→ **Brondocument**
****************************************
De waterkoker maakt z’n zacht bruisende geluid en ik schep drie flinke scheppen geurende gemalen koffie in de filter. Langzaam schenk ik het water op de koffie en ik wacht en ik kijk en ik mijmer wat. Ik staar wat voor me uit. Rustig maar gestaag druppelt de koffie gezellig in het glazen kannetje. Wat een totaal andere beleving dan een maand geleden: rats, klepje open, cupje erin, rats, klepje weer dicht, luidruchtig gegrom en gesis en gestoom, pprrrrrrrrggrrrrr. Klaar.
Vorig jaar kocht ik een superdeluxe koffiecup apparaat. Met melkopschuimer. Ultieme luxe. Dacht ik. En handig, met al dat thuiswerken. Snel echt goede koffie. Nu ruim een jaar later is-ie stuk. Net als mijn twee vorige minder luxe cupjes-apparaten. Ook na een jaar. En ik was het ineens zo zat. Wat is dat toch met al die apparaten die een belachelijk korte levensduur hebben? Het is toch te zot dat er apparaten gemaakt worden tegenwoordig met een levensduur die niets te maken heeft met het gebruik of gemak van degene die het apparaat heeft, maar alles met de omzetdoelstellingen van het bedrijf dat ze maakt. Met andere woorden: het moet vooral niet te lang meegaan, anders halen we de targets niet, vinden de aandeelhouders niet leuk. Ik woon nu veertien jaar in dit huis. En ben inmiddels aan mijn derde vaatwasser en derde koelkast…. Dat zegt toch iets? En nee, dat zegt niet iets over mijn bijzondere manier van met apparaten omgaan….
Het zijn van die kleine dagelijkse incidentjes waardoor ik me wezenloos kan ergeren aan onze consumptiesamenleving, het systeem waarin we onszelf en elkaar helemaal gek maken met alles wat we zouden moeten doen of hebben. Je denkt toch niet werkelijk dat met het installeren (en dus steeds opnieuw je computer opstarten en opnieuw zoeken waar die handige functie in vredesnaam gebleven is) van al die nieuwe software updates, mijn kwaliteit van leven ook maar een fractie beter is geworden?
De vraag diende zich aan wat ik zou doen met mijn koffiezetter. Een nieuwe? Laten repareren? Of een andere weg in gaan slaan. Het voelde goed om gezien mijn ergernis en mijn steeds bewuster worden van onze consumptie idiotie (ja, die cupjes zijn recyclebaar en dat doe ik dus ook braaf, maar ze moeten ook gemáákt worden….), een andere weg in te slaan.
Gewoon filterkoffie. Maar, dacht ik, dan niet weer een apparaat met snufjes en foefjes, gewoon een leuk kannetje, met een vaste filter en gezellige potten gemalen koffie op het aanrecht. Voor €12,50 klaar mevrouw. Even oefenen met de koffie-water ratio, ik houd van lekker sterk, maar niet té. Even bezien hoe snel de boel afkoelt in zo’n kannetje en dan dus niet te veel per keer zetten, want dan heb je een kannetje kouwe koffie, of aangebrande koffie als-ie te lang op een kookplaatje laagste stand staat.
****************************************
→ **Gegevensuittreksel**

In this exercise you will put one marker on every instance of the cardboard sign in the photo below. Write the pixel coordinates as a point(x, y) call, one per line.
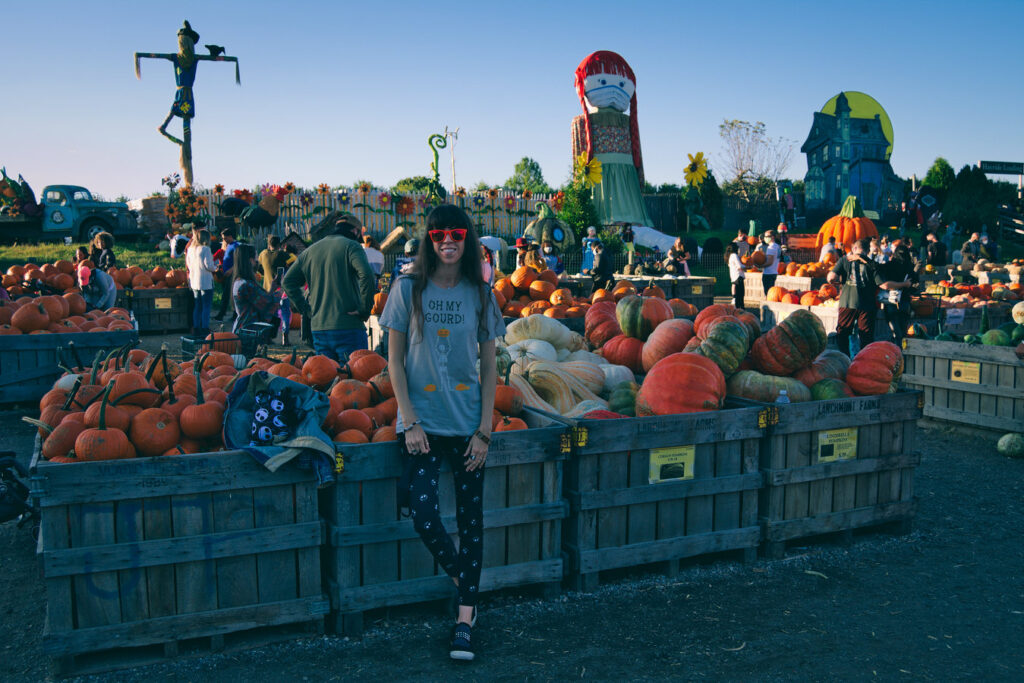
****************************************
→ **Opdrachtvereisten**
**a)** Vertaal de zin "Ik woon nu veertien jaar in dit huis." uit het brondocument naar het Engels.
**b)** Geef uit het brondocument de passage vanaf "Het zijn van" tot en met "beter is geworden?" letterlijk terug.

→ **De oplossingen**
**a)** I have now been living in this house for fourteen years.

**b)**
Het zijn van die kleine dagelijkse incidentjes waardoor ik me wezenloos kan ergeren aan onze consumptiesamenleving, het systeem waarin we onszelf en elkaar helemaal gek maken met alles wat we zouden moeten doen of hebben. Je denkt toch niet werkelijk dat met het installeren (en dus steeds opnieuw je computer opstarten en opnieuw zoeken waar die handige functie in vredesnaam gebleven is) van al die nieuwe software updates, mijn kwaliteit van leven ook maar een fractie beter is geworden?